Working with family caregivers for many years has afforded me the opportunity to attain a broader perspective of the experiences of African American dementia caregivers. Though they may have unique cultural background, like any caregiver, they want unencumbered access to resources and services to assist in their caregiving role. Having such caregiving necessities lightens the burden of caregiving. Caregivers from all races and across the economic spectrum express concern for their own physical health and express uneasiness for their loved ones’ well-being, particularly if they are no longer physically able to carry out the caregiving duties. Unraveling the link between caregiving stressors and physical health effects for African American caregivers should be a central concern for nurse researchers. In order to gain a deeper understanding of the relationship between these stressors and physical health, caregivers’ experiences must be closely examined.

Front-line professionals such as registered nurses and other health care providers working with family caregivers should be able to design family-centered strategies and resources based on established research findings. They must stand ready to support and empower those caring for persons with dementia. Such empowered caregivers would occupy a pivotal position to increase caregiver competence.

▶ EXERCISE 1
Quote the part of the passage on dementia caregivers that opens with the words containing "Front-line professionals such" and closes with "increase caregiver competence.".
▶ EXERCISE 2
List every term the passage on dementia caregivers uses to refer to professionals or researchers.
The records have no connection to the passage on dementia caregivers.

▶ RAW DATA
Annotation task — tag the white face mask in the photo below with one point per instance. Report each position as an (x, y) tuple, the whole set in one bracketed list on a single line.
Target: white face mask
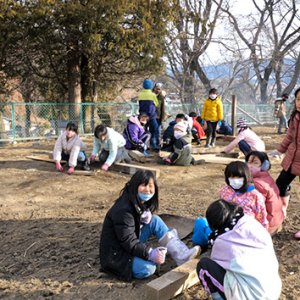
[(178, 134), (236, 183)]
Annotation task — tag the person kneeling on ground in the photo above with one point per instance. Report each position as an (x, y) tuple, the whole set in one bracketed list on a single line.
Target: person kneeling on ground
[(247, 140), (129, 223), (182, 155), (135, 134), (70, 147), (243, 263), (109, 144)]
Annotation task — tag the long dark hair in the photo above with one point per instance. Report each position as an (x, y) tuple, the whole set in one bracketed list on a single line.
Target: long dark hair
[(220, 213), (238, 169), (130, 189), (294, 109)]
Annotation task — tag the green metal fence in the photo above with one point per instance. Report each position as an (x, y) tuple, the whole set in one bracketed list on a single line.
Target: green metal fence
[(28, 121)]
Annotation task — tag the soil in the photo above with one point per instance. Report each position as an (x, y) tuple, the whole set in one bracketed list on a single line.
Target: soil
[(50, 224)]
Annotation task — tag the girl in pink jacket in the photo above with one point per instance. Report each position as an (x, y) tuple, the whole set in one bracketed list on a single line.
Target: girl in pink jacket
[(259, 165), (240, 191), (291, 147), (246, 140)]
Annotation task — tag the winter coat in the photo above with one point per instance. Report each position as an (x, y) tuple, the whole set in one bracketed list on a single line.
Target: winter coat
[(119, 241), (246, 253), (291, 146), (198, 127), (250, 137), (113, 141), (133, 133), (148, 103), (212, 110), (71, 147), (252, 202), (182, 155), (266, 185)]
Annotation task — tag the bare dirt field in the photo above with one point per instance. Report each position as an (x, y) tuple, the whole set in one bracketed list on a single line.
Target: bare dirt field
[(50, 225)]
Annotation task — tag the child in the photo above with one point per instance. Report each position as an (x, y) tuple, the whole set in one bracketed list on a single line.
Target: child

▶ ANSWER SECTION 1
Front-line professionals such as registered nurses and other health care providers working with family caregivers should be able to design family-centered strategies and resources based on established research findings. They must stand ready to support and empower those caring for persons with dementia. Such empowered caregivers would occupy a pivotal position to increase caregiver competence.

▶ ANSWER SECTION 2
nurse researchers; front-line professionals; registered nurses; other health care providers